Reproduce the lines below word for word, leaving out the pictures.

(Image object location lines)
________________________
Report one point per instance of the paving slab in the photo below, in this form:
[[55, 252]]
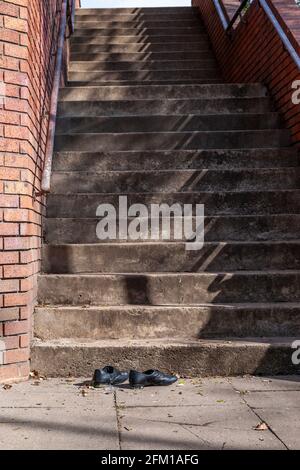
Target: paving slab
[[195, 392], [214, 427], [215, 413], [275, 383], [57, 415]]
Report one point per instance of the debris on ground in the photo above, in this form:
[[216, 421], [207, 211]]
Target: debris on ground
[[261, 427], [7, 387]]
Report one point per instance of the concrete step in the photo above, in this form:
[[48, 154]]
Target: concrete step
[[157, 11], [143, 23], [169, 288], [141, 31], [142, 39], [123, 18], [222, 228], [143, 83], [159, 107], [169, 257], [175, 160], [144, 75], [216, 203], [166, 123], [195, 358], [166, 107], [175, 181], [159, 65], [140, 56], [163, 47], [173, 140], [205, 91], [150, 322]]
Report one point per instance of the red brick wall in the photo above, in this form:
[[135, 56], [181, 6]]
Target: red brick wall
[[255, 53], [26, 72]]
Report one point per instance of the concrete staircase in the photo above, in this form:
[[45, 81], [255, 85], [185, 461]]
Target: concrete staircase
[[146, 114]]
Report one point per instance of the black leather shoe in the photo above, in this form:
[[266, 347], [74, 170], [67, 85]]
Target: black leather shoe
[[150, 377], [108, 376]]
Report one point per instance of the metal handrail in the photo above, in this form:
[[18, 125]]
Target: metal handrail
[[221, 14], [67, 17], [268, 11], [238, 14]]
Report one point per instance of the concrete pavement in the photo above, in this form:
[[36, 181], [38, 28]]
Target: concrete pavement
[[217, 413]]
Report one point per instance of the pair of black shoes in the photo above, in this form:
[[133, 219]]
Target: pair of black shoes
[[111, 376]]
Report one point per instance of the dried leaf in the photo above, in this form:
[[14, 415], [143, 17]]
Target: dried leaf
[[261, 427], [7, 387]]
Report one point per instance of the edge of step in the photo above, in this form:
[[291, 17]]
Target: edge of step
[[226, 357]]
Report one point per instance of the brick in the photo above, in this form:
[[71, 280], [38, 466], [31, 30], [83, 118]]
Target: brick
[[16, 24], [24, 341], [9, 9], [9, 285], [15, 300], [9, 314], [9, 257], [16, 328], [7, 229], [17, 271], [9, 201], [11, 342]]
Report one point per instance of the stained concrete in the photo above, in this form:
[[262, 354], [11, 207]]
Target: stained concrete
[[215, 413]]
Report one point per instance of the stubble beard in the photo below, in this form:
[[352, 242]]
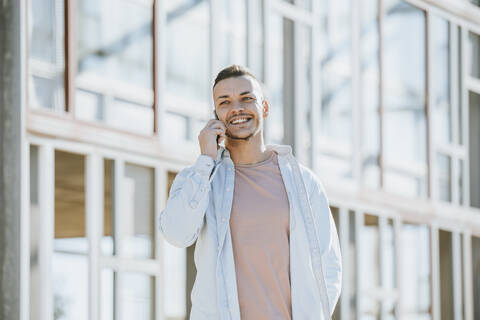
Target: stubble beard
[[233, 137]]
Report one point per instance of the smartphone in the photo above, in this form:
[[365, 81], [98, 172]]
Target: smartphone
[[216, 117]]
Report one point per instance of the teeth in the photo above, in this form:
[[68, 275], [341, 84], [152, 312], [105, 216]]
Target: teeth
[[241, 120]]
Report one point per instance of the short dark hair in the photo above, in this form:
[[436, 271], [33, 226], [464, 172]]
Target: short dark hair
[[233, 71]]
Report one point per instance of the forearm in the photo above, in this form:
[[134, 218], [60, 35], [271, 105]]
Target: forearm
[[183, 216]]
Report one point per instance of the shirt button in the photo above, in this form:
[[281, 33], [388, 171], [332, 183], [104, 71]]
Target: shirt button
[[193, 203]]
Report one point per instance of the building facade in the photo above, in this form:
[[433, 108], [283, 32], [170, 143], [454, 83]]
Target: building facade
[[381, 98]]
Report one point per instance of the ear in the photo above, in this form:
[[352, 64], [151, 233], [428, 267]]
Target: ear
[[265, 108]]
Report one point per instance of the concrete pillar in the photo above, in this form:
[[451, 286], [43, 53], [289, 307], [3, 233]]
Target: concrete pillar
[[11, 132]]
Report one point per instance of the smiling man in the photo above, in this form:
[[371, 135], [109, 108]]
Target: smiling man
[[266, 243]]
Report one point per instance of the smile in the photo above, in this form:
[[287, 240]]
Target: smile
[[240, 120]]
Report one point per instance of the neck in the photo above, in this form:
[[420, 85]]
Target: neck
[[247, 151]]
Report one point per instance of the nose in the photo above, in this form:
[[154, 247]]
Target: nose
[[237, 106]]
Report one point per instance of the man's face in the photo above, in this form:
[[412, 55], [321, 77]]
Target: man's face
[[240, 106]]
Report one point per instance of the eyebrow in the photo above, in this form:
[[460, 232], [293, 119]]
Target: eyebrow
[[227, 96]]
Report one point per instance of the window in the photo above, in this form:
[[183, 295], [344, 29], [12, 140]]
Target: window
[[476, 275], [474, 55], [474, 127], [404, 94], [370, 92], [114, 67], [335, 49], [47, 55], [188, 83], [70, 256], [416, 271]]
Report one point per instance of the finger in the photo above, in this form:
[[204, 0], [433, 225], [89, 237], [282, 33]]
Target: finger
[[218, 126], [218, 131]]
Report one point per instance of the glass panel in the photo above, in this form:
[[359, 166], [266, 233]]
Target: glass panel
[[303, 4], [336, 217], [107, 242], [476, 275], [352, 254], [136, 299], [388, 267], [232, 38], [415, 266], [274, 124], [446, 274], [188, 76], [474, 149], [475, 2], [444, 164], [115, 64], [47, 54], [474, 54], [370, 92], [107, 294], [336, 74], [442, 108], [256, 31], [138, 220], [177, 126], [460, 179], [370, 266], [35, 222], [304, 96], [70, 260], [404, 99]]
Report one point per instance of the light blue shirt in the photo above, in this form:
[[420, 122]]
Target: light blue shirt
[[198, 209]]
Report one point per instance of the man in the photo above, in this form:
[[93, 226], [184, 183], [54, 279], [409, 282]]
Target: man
________________________
_Response for this exercise_
Report one point per instance of the paving slab in the photo below, in this form:
[[55, 252]]
Target: paving slab
[[195, 392], [214, 427], [215, 413], [275, 383], [57, 415]]
Report one point per instance of the debris on ground in the photo above, in this form:
[[216, 421], [207, 211]]
Target: debris on ground
[[261, 427], [7, 387]]
Report one point per instance of the concrete step in the photo above, in this form:
[[48, 154]]
Target: concrete step
[[157, 11], [143, 23], [169, 288], [141, 31], [142, 39], [123, 18], [222, 228], [143, 83], [159, 107], [169, 257], [175, 160], [144, 75], [216, 203], [166, 123], [195, 358], [166, 107], [175, 181], [159, 65], [140, 56], [163, 47], [173, 140], [205, 91], [150, 322]]
Report one point per instance of the red brick wall in the photo above, in this form:
[[135, 56], [181, 6]]
Target: red brick wall
[[255, 53], [26, 72]]
Report one point per instance of the concrete staircase in the photo above, in this form:
[[45, 81], [255, 85], [185, 461]]
Target: concrete staircase
[[146, 114]]
Report one point per instance of the black leather shoe in the photo above, in this form:
[[266, 347], [74, 170], [67, 85]]
Target: black leather shoe
[[150, 377], [108, 376]]
Report one point per instance of the metal handrail in the photo above, in this form:
[[18, 125]]
Target: metal handrail
[[221, 14], [67, 17], [268, 11], [238, 14]]
Report one point per instance of the concrete pavement in the photo above, in this form:
[[36, 181], [38, 28]]
Target: concrete pavement
[[217, 413]]
Report one point per instance of the pair of black shoes in the photo above, in this form:
[[133, 219]]
Target: pair of black shoes
[[111, 376]]
Report one point per instance of the dried leaf in the photo above, in this form:
[[14, 415], [143, 17]]
Target: dried leaf
[[261, 427], [7, 387]]
Report one point per instance of the edge of step in the photo above, in this form:
[[291, 17]]
Target: edge of step
[[226, 357]]
Report one point per instance of the brick in the photo above, in this form:
[[71, 280], [38, 466], [31, 30], [83, 118]]
Target: brick
[[16, 24], [24, 341], [9, 9], [9, 285], [15, 300], [9, 314], [9, 257], [16, 328], [7, 229], [17, 271], [9, 201], [11, 342]]
Report one point per instance of the stained concrete in the photo above, in this form:
[[262, 354], [11, 207]]
Target: stained concrete
[[215, 413]]
Report one point per instance of the stubble beard in the photo below, in this form:
[[352, 242]]
Target: stubble beard
[[233, 137]]
Report one point per instance of the smartphone in the photo above, in this form:
[[365, 81], [98, 172]]
Target: smartphone
[[216, 117]]
Report one point per instance of the teeth in the photo above, in this form:
[[68, 275], [341, 84], [152, 312], [105, 216]]
Target: teeth
[[241, 120]]
Report one point per instance of the short dark hair in the photo above, in this form:
[[436, 271], [33, 226], [464, 172]]
Target: short dark hair
[[233, 71]]
Report one point per instance of the forearm in the photo above, in this form:
[[134, 218], [60, 35], [271, 105]]
Target: forearm
[[183, 216]]
Report one point per instance of the shirt button in the photo above, in this form:
[[281, 33], [388, 171], [332, 183], [104, 71]]
Target: shirt button
[[193, 203]]
Report one point per instance of the building facade in the photo above, in this form:
[[433, 108], [283, 32], [170, 143], [454, 83]]
Target: building facade
[[381, 98]]
Report one point per instance of the ear in the photo above, in this form:
[[352, 64], [151, 233], [428, 267]]
Target: ear
[[265, 108]]
Report one point per instance of the concrete pillar in the photo above, in this form:
[[451, 286], [43, 53], [289, 307], [3, 233]]
Target: concrete pillar
[[11, 132]]
Report one point per instance of the smiling man in the photo above, in this form:
[[371, 135], [109, 108]]
Target: smiling man
[[266, 243]]
Report one point per instance of the smile in the photo above, in this form:
[[287, 240]]
Target: smile
[[240, 120]]
Report one point per instance of the neck in the photo above, in this form:
[[420, 85]]
Target: neck
[[247, 151]]
Report one point per instance of the nose in the photo above, in this form:
[[154, 247]]
Target: nose
[[237, 106]]
Report one point per instance of the man's face in the photo above, in this form:
[[412, 55], [321, 77]]
Target: man's face
[[240, 106]]
Report one point per instance of the eyebrow in the photo above, in this form:
[[460, 232], [293, 119]]
Target: eyebrow
[[227, 96]]
Report one point per instance of the window in the photo above, in this form:
[[183, 295], [344, 29], [12, 140]]
Target: window
[[476, 275], [474, 55], [474, 127], [404, 94], [370, 92], [114, 67], [335, 49], [47, 55], [188, 83], [70, 256], [416, 271]]
Report one point per instance of the finger in the photo above, in this form:
[[204, 0], [433, 225], [89, 237], [282, 33]]
Target: finger
[[218, 126], [218, 131]]
Report one point per instance of the glass panel in the photo above, in this form:
[[359, 166], [266, 233]]
Target: glass panel
[[303, 4], [336, 217], [107, 242], [476, 275], [352, 254], [136, 299], [388, 267], [232, 38], [415, 266], [274, 124], [446, 274], [188, 76], [474, 149], [475, 2], [444, 164], [115, 64], [47, 54], [474, 54], [370, 92], [107, 294], [336, 74], [442, 108], [256, 31], [138, 220], [177, 126], [460, 179], [370, 266], [35, 222], [304, 96], [70, 260], [404, 99]]
Report one point per instance of the light blue shirt in the photo above, in this form:
[[420, 122]]
Target: light blue shirt
[[198, 209]]
Report one point per instance of the man in the photo above, in this form:
[[93, 226], [184, 183], [54, 279], [409, 282]]
Target: man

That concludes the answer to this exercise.